# [GIVEN INSTRUCTION]
Count how many lines in the items below contain the string "black", with case taken into account, and reply with the number alone.

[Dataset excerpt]
------------------------------------------------
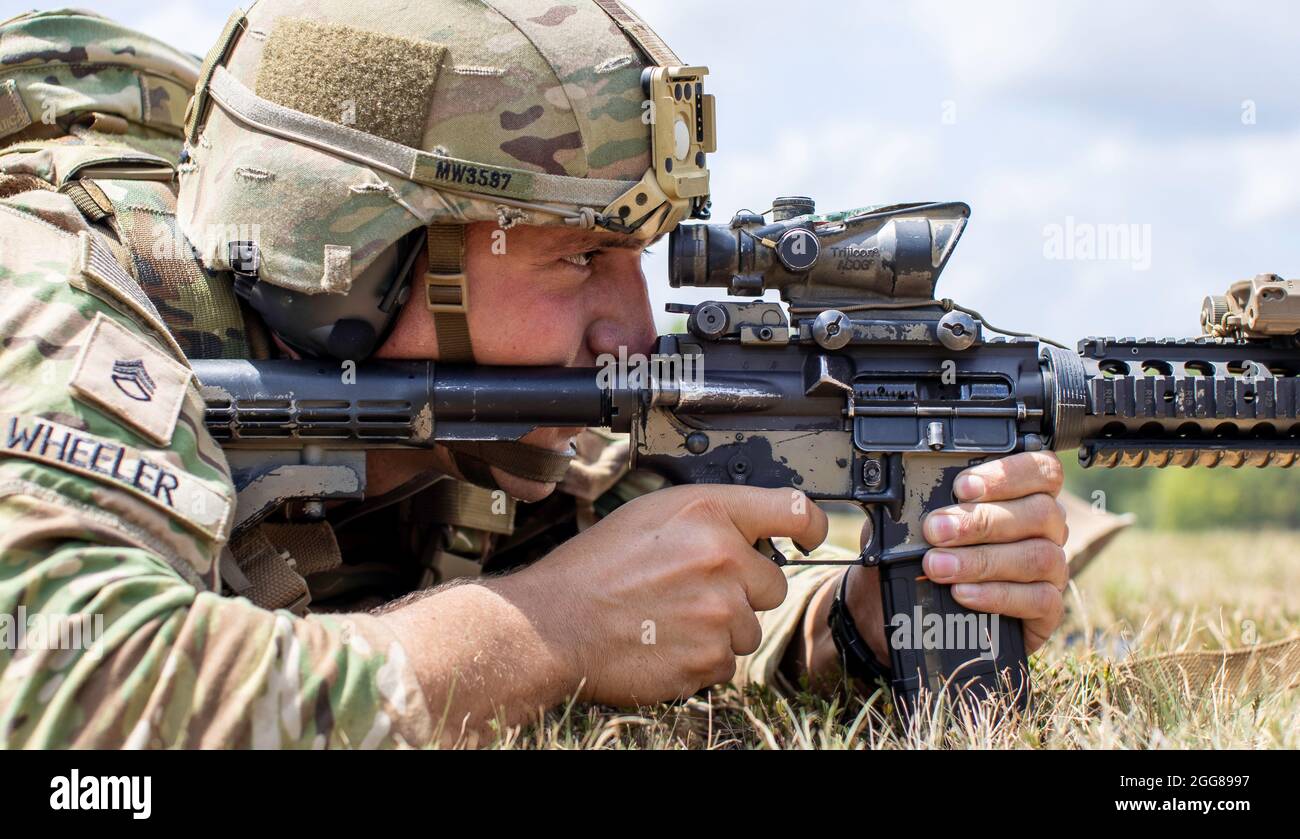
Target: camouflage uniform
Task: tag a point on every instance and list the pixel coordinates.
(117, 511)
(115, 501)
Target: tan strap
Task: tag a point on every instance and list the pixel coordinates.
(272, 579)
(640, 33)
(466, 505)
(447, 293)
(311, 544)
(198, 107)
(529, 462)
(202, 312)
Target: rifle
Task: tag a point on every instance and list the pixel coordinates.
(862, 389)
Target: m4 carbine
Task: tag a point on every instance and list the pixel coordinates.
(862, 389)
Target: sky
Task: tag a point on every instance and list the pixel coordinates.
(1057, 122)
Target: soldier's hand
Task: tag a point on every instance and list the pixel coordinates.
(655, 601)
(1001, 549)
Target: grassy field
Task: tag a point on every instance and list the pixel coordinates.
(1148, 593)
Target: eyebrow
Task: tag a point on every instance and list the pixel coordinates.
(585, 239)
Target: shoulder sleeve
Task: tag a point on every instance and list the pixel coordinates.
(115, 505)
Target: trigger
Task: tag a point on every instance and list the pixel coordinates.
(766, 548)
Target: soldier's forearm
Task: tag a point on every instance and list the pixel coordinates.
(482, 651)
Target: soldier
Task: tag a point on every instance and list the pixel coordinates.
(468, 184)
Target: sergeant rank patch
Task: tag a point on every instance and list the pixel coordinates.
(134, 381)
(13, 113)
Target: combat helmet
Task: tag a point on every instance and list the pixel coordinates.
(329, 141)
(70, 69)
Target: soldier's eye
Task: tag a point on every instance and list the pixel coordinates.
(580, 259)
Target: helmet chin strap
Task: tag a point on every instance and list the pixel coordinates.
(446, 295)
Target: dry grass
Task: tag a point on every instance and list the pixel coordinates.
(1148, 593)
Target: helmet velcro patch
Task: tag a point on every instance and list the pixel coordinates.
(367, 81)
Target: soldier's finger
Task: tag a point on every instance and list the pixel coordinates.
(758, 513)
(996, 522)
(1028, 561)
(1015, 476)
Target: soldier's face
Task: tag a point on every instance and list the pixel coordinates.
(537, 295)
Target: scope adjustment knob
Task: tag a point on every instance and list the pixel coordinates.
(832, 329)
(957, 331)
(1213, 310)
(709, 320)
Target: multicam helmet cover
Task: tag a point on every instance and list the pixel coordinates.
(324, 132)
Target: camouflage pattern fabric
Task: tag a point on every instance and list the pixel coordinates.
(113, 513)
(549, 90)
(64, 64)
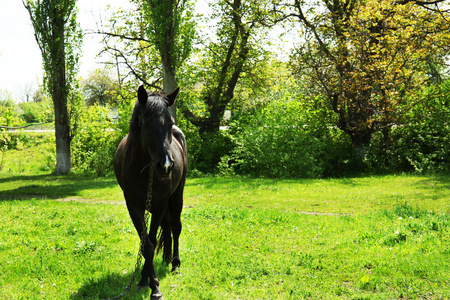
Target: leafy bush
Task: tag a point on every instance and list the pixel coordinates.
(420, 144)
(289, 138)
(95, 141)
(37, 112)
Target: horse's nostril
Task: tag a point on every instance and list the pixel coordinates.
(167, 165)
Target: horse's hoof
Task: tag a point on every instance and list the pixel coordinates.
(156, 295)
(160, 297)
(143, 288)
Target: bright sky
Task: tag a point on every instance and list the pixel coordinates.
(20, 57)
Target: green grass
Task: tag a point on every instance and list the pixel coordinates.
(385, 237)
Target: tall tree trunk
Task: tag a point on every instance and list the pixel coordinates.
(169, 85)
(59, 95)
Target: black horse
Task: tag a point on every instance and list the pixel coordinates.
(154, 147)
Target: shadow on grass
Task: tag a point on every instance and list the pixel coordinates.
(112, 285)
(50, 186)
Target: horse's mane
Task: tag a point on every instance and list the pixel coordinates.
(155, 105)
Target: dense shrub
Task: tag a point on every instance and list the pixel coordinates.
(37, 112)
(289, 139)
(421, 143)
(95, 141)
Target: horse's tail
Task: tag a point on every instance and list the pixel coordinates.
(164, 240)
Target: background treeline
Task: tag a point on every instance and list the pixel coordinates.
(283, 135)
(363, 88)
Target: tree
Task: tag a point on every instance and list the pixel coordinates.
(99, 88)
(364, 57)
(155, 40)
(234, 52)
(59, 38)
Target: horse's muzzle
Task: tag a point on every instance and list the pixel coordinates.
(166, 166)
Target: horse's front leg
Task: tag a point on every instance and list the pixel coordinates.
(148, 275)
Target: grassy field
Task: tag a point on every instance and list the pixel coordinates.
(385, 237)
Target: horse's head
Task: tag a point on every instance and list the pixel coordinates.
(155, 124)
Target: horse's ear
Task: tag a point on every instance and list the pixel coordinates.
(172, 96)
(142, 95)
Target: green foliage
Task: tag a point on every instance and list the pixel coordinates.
------------------------------------------------
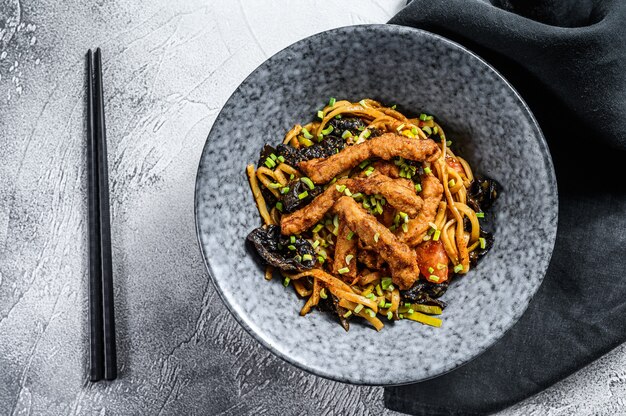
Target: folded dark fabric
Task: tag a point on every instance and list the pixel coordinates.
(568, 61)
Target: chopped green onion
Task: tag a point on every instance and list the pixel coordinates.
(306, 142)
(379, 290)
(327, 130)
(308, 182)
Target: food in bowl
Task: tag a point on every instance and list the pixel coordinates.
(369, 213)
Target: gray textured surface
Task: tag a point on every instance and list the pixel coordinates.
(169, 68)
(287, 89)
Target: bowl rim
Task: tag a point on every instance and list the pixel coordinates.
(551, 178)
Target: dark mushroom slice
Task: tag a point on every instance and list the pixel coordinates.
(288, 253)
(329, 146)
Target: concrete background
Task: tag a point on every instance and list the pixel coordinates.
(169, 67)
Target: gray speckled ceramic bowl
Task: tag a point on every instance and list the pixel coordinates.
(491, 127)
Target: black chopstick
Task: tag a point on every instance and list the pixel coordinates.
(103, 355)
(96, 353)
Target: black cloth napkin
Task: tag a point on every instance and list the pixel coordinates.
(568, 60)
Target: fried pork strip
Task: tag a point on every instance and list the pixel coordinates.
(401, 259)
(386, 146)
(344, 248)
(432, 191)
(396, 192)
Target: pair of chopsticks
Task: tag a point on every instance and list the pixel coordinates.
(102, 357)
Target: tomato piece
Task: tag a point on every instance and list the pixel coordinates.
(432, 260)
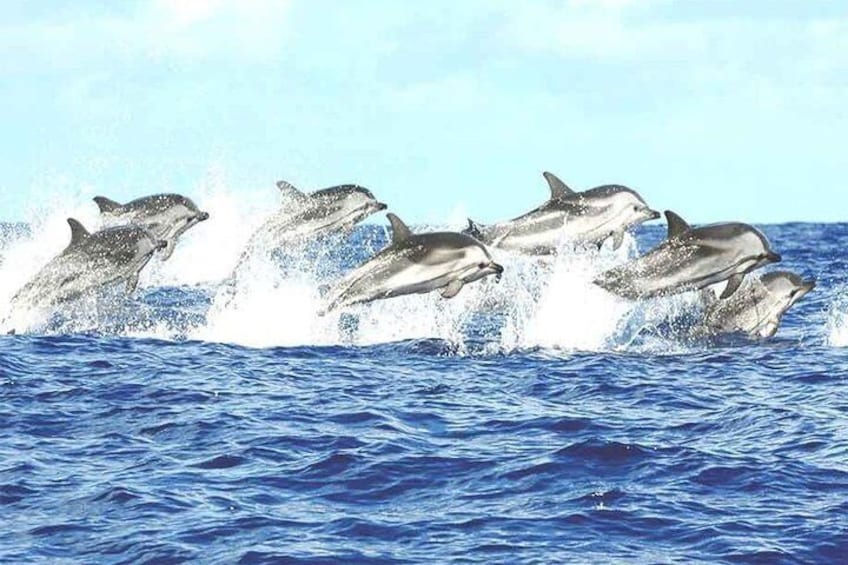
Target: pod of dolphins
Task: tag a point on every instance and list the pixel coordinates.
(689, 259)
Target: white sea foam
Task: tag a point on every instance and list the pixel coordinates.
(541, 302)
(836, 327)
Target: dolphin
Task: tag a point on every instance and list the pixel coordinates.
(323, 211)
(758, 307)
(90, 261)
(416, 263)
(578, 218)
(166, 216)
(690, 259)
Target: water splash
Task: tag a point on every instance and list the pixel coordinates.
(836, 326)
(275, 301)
------------------------------------------------
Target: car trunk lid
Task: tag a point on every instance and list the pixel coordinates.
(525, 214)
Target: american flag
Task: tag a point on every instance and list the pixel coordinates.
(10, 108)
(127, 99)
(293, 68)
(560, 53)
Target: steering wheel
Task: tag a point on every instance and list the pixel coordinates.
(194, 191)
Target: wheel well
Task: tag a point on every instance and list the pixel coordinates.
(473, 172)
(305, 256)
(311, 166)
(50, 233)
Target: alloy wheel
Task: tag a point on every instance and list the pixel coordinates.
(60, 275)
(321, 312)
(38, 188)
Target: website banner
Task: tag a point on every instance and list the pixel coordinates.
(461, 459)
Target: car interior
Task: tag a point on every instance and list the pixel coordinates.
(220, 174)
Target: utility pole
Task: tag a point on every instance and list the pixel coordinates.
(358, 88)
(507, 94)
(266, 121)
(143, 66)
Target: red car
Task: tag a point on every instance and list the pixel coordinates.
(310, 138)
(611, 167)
------------------------------------------------
# [TASK RESULT]
3